**EXERCISE DETAILS**
Substitute "place a marker" for every occurrence of "drop a marker" in the entries below, and reproduce them otherwise unchanged.

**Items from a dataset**
= = = = =

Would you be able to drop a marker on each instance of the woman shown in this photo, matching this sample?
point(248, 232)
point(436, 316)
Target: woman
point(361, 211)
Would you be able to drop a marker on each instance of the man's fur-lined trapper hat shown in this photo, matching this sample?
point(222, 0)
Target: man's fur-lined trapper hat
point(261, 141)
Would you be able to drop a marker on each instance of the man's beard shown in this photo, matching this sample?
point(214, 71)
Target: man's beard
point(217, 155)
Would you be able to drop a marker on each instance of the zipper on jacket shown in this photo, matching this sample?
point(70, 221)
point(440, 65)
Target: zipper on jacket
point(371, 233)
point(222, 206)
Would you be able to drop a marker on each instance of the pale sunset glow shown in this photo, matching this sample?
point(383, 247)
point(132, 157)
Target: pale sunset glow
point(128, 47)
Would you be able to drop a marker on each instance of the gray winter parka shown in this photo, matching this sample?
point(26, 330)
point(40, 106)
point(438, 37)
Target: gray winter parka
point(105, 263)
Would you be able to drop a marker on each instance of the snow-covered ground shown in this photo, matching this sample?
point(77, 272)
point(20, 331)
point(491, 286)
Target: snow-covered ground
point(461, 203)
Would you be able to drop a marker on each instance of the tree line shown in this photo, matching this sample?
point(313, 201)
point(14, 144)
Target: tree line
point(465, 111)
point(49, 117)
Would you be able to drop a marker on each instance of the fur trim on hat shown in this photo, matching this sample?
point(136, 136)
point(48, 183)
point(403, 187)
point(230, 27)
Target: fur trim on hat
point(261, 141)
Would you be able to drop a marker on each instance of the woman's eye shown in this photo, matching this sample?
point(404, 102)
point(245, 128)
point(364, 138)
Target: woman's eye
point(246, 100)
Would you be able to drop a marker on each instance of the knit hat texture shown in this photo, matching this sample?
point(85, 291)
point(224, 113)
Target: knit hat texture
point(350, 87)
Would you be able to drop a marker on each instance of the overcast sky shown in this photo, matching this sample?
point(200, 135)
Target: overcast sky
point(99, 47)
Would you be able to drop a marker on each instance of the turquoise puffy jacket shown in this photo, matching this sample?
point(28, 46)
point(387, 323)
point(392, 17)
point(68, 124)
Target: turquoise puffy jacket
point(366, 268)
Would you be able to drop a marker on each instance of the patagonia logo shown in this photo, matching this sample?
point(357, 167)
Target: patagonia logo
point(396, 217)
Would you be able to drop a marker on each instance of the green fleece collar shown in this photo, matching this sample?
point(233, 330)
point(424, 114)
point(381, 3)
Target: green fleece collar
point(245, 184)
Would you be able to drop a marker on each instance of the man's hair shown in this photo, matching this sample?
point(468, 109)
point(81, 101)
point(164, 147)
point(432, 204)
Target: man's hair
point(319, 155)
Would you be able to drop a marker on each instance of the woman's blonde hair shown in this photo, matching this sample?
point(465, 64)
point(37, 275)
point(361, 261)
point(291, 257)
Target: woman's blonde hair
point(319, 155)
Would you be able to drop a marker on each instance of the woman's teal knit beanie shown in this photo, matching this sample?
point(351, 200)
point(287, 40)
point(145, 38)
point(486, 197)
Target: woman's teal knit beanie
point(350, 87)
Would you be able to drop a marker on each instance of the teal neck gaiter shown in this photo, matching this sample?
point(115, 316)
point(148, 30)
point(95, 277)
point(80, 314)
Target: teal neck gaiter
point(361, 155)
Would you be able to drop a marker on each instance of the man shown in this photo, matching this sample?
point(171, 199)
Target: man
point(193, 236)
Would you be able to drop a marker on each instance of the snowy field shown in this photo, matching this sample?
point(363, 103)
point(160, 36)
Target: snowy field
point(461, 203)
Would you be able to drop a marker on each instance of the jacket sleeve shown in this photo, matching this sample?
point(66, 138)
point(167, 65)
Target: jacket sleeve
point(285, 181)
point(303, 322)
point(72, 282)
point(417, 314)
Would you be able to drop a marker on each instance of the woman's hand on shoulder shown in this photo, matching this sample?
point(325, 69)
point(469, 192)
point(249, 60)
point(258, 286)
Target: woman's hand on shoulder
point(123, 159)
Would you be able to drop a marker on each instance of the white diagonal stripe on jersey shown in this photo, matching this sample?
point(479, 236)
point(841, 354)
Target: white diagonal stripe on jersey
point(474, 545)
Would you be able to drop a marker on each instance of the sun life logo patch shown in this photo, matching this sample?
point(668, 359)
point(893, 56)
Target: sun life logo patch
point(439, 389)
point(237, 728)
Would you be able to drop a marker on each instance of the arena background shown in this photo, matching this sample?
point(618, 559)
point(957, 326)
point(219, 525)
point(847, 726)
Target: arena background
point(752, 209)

= = = = =

**ANSWER TO THIS EXERCISE**
Would you be able to place a marker on each instance of the woman shown in this photo, matching this sample?
point(248, 232)
point(436, 316)
Target: woman
point(361, 211)
Would you be able to place a marker on each instance of the man's fur-lined trapper hat shown in this photo, matching this sample?
point(222, 0)
Target: man's fur-lined trapper hat
point(261, 141)
Would you be able to place a marker on each instance of the man's beard shown in this photo, matching this sample?
point(214, 71)
Target: man's beard
point(217, 155)
Would you be able to place a marker on each instance of the zipper on jacket shown in this photo, matching this sample?
point(70, 221)
point(440, 65)
Target: zipper on jacket
point(371, 233)
point(222, 206)
Would you be able to place a marker on each instance of the pale sunset glow shown in this photo, matching this sample?
point(383, 247)
point(132, 157)
Target: pale sunset glow
point(128, 47)
Would you be able to place a marker on each instance of the gray winter parka shown in this photo, matching this sample?
point(26, 330)
point(40, 106)
point(438, 37)
Target: gray winter parka
point(105, 263)
Would you be able to place a marker on each instance of the snow-covered ground shown in this photo, matching this sample?
point(77, 272)
point(20, 331)
point(491, 286)
Target: snow-covered ground
point(461, 203)
Would you be able to place a marker on each instance of the tree line shown in this photo, matching this sample?
point(313, 201)
point(14, 144)
Target: tree line
point(465, 111)
point(49, 117)
Would you be able to place a marker on each instance of the fur trim on hat shown in this photo, matching this sample?
point(136, 136)
point(48, 183)
point(403, 187)
point(230, 27)
Target: fur trim on hat
point(261, 141)
Would you be able to place a marker on each instance of the woman's eye shown in this photo, matching this sample?
point(404, 102)
point(245, 128)
point(364, 138)
Target: woman's eye
point(246, 100)
Would you be able to place a marker on each instance of the knit hat texture shown in this photo, matching this sample?
point(85, 291)
point(224, 113)
Target: knit hat texture
point(350, 87)
Would you be able to place a marker on each instance of the overcast sky shown in this photo, matching this sample?
point(200, 135)
Target: overcast sky
point(99, 47)
Would you be able to place a marker on each instance of the turquoise puffy jacket shown in this photo, matching this sample?
point(28, 46)
point(387, 323)
point(392, 17)
point(68, 124)
Target: turquoise puffy jacket
point(366, 268)
Would you be able to place a marker on each instance of the patagonia logo shown in this photo, matching this sample?
point(357, 167)
Target: patagonia logo
point(396, 217)
Would you be able to place a marker on each instance of the green fleece collar shown in this photo, matching this sample?
point(233, 330)
point(424, 114)
point(381, 3)
Target: green fleece collar
point(245, 184)
Would you be able to place a marker on each instance of the man's hair shown in this photo, matching this sample?
point(468, 109)
point(81, 101)
point(164, 147)
point(432, 204)
Target: man's hair
point(319, 155)
Would you be able to place a marker on each instance of the woman's blonde hair shown in this photo, matching this sample?
point(465, 64)
point(37, 275)
point(361, 261)
point(291, 257)
Target: woman's blonde hair
point(319, 155)
Would you be able to place a marker on each instance of the woman's teal knit beanie shown in this photo, matching this sample?
point(351, 200)
point(287, 40)
point(145, 38)
point(486, 197)
Target: woman's teal knit beanie
point(350, 87)
Would you be able to place a marker on each instance of the teal neck gaiter shown in this photo, matching this sample?
point(115, 316)
point(148, 30)
point(95, 277)
point(80, 314)
Target: teal neck gaiter
point(361, 155)
Would you be able to place a marker on each instance of the man shown in this photo, matching this sample?
point(171, 199)
Target: man
point(193, 236)
Would you be able to place a marker on each instance of the snowy field shown in this photo, matching this sample?
point(363, 103)
point(160, 36)
Target: snowy field
point(461, 203)
Would you be able to place a marker on each instance of the jacket sleeve shown in this photo, matching this sample?
point(66, 138)
point(167, 65)
Target: jacket sleeve
point(285, 181)
point(303, 322)
point(72, 282)
point(417, 314)
Would you be able to place a marker on each instance of the woman's hand on shoulder shown in this photo, matching this sample?
point(325, 69)
point(469, 192)
point(249, 60)
point(258, 286)
Target: woman's hand on shoulder
point(123, 159)
Would you be able to place a marker on each instance of the white diagonal stripe on jersey shown in this photo, matching this sample?
point(479, 236)
point(841, 354)
Target: white diagonal stripe on jersey
point(474, 545)
Would you be able to place a marker on each instance of the sun life logo patch shown in this photo, matching this sample?
point(668, 359)
point(893, 56)
Target: sun life logo patch
point(439, 389)
point(237, 728)
Would you be able to place a marker on each instance of the arena background shown in this photo, matching this sample?
point(618, 559)
point(957, 326)
point(219, 525)
point(847, 726)
Target: arena background
point(752, 209)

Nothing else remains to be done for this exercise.